● Instructions:
1. In the Everest trek story, how long was the hike on the final day to reach Everest Base Camp?
2. From the Everest trek story, copy the passage that begins with the words "It was at that" and ends with "all our tourmates.".

● Reading passage:

----------

Kiwi trekkers follow in Sir Edmund Hillary’s footsteps
“As the trip moves on, part of you longs for a hot shower, clean clothes and sheets. But another part of you never wants to leave these mountains and the joy of being outside every day.”
“I knew that trekking to Everest Base Camp was always going to be a life-changing experience,” said Helen. “Even then, I didn’t realise just how special it was going to be for my partner David and I.
“It was a six-hour hike on that final day to reach Everest Base Camp. As we stumbled in to Base Camp, I was excited to have made it, exhausted from the strenuous hike, and humbled by my surroundings. David and I made our way to the prayer flag monument for the obligatory photo.
It was at that moment that David got down on one knee and asked me to marry him. I was completely taken by surprise! How could he have kept that one hidden from me? Shock, combined with noise of the wind, meant that I didn’t hear a thing David was saying. But I blurted out “Yes!” and was met with cheers and hugs from all our tourmates.

----------

● Dataset section:
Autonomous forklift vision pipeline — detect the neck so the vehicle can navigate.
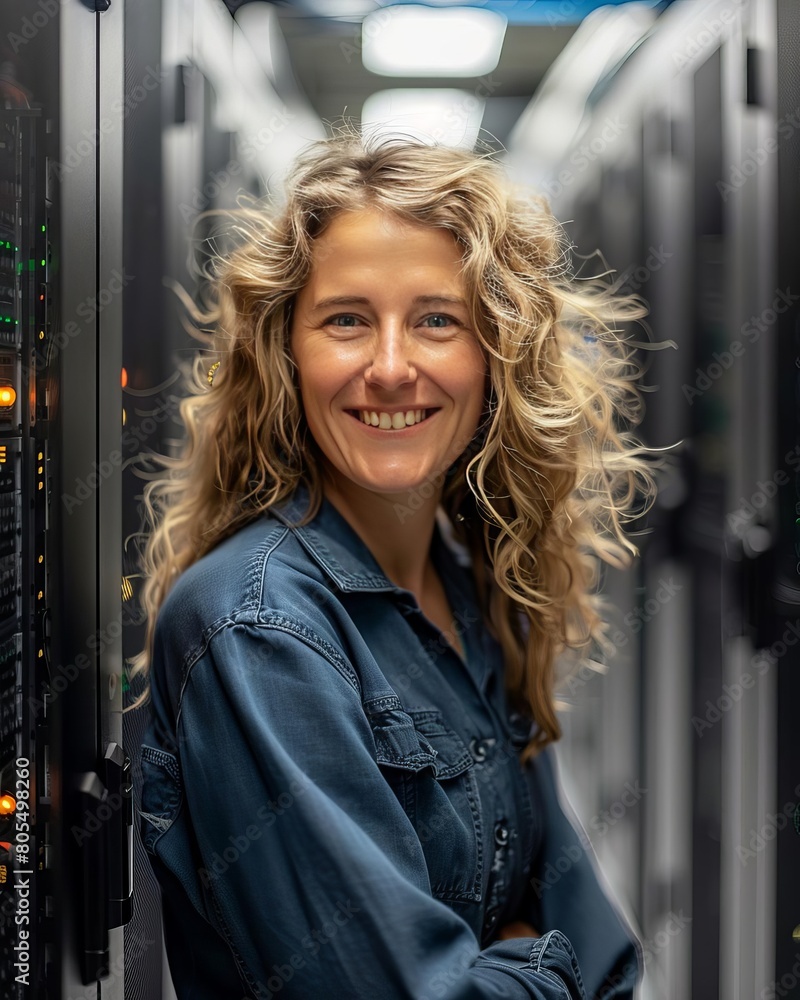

----------

● Responses to the tasks:
1. Six hours.

2.
It was at that moment that David got down on one knee and asked me to marry him. I was completely taken by surprise! How could he have kept that one hidden from me? Shock, combined with noise of the wind, meant that I didn’t hear a thing David was saying. But I blurted out “Yes!” and was met with cheers and hugs from all our tourmates.